• _Problem to work on_
What do the lines say from the start of the entries through the one containing "Mark the partially"? Repeat them exactly.

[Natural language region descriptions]

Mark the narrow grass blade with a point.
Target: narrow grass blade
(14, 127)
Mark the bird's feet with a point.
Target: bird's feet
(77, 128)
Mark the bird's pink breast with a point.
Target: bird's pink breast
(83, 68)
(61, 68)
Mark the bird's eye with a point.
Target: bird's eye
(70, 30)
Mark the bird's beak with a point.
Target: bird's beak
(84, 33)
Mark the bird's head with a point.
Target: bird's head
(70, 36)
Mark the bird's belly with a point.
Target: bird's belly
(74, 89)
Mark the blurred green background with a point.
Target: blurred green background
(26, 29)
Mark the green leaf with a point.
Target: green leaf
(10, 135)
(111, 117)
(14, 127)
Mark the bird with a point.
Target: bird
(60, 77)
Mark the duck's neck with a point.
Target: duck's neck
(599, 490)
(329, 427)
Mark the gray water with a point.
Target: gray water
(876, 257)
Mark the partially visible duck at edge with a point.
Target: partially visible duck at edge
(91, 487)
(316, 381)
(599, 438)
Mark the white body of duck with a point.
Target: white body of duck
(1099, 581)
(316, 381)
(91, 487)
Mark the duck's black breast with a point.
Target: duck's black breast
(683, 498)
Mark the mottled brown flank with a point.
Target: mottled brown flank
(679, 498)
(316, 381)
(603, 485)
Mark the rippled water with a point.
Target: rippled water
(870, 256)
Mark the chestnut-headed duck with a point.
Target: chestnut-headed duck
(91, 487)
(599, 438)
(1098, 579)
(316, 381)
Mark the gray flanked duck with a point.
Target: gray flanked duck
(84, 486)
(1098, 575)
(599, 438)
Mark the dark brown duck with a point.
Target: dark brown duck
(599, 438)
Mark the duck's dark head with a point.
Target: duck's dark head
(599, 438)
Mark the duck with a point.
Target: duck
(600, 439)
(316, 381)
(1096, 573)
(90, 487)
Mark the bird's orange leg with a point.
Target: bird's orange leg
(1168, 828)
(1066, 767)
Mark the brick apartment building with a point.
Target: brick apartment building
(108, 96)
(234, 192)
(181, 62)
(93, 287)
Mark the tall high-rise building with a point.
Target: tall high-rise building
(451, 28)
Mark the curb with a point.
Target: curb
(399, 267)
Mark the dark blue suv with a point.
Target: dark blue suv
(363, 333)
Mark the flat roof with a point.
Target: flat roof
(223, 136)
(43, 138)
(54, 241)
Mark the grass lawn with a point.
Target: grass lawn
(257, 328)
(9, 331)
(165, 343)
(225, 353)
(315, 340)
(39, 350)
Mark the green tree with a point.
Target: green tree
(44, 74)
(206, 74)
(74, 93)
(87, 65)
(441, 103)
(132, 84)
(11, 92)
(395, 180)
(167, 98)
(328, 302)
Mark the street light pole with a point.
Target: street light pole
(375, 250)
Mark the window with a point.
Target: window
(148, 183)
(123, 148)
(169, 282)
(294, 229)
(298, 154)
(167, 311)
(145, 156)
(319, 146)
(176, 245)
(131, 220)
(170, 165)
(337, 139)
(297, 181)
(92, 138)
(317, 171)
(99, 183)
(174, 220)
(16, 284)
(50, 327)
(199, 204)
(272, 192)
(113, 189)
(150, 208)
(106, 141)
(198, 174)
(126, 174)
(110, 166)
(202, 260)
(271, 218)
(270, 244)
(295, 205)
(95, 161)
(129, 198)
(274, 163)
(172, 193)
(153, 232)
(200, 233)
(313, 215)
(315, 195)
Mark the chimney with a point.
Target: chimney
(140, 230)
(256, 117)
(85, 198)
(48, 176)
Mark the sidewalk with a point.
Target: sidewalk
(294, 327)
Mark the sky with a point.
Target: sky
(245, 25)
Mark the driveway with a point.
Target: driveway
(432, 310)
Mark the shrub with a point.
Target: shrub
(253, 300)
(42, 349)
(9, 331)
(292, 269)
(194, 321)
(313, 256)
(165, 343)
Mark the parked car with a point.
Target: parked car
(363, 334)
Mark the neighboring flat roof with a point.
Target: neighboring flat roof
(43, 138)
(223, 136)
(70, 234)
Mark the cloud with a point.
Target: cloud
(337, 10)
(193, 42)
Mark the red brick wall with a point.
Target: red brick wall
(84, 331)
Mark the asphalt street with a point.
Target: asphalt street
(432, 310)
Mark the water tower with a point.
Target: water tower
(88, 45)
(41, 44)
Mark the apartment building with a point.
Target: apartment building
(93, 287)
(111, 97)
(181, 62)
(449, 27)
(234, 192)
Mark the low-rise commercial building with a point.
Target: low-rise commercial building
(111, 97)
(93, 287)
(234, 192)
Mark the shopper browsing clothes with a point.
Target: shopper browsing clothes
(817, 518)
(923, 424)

• _Completed task_
Mark the narrow grass blade with a point.
Target: narrow grass blade
(14, 127)
Mark the bird's feet with a point.
Target: bird's feet
(77, 128)
Mark the bird's pink breast with a point.
Target: bird's pink breast
(83, 68)
(61, 68)
Mark the bird's eye with a point.
Target: bird's eye
(70, 30)
Mark the bird's beak with a point.
Target: bird's beak
(84, 33)
Mark the bird's head with a point.
Target: bird's head
(70, 36)
Mark the bird's belly with a point.
Target: bird's belly
(74, 89)
Mark the blurred green background with a point.
Target: blurred green background
(26, 29)
Mark the green leaf with a point.
Target: green leaf
(10, 135)
(111, 117)
(14, 127)
Mark the bird with a point.
Target: bird
(60, 77)
Mark the duck's neck with a point.
Target: duck's neck
(599, 490)
(329, 427)
Mark the gray water with a point.
Target: gray water
(876, 257)
Mark the partially visible duck at edge with a point.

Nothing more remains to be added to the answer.